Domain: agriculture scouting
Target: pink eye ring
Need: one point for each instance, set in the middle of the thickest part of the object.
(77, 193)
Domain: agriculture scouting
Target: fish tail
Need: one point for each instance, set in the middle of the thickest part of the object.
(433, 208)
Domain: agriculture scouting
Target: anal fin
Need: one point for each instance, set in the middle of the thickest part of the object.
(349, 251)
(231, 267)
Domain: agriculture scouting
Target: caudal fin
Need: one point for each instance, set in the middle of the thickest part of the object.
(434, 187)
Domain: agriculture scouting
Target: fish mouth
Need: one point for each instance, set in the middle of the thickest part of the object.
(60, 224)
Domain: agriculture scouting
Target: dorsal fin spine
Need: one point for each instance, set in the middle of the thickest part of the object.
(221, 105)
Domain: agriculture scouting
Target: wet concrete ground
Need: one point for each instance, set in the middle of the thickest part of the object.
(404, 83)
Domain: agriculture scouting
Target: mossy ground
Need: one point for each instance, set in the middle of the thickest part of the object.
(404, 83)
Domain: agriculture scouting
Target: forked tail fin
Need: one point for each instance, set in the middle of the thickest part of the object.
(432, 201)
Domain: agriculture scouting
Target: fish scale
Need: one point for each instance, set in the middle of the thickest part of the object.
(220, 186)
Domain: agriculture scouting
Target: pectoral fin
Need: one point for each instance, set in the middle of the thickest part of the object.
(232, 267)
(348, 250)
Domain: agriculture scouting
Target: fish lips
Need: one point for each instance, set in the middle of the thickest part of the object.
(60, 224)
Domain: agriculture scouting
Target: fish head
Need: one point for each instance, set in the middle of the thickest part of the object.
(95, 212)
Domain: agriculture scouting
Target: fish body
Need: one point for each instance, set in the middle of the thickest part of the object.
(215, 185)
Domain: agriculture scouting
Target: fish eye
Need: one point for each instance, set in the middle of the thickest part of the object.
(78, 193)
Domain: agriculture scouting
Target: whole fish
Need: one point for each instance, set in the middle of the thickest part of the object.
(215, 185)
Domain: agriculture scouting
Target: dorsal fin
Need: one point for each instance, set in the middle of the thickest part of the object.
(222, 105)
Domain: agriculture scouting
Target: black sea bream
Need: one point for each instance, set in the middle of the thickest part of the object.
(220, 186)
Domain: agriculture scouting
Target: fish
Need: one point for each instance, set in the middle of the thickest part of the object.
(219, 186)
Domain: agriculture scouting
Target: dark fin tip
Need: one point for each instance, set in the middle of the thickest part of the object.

# # # # #

## [Do this]
Return every line in the rows above that contains the word "dorsal". The match is case-sensitive.

## [Task answer]
Target: dorsal fin spine
Target: dorsal fin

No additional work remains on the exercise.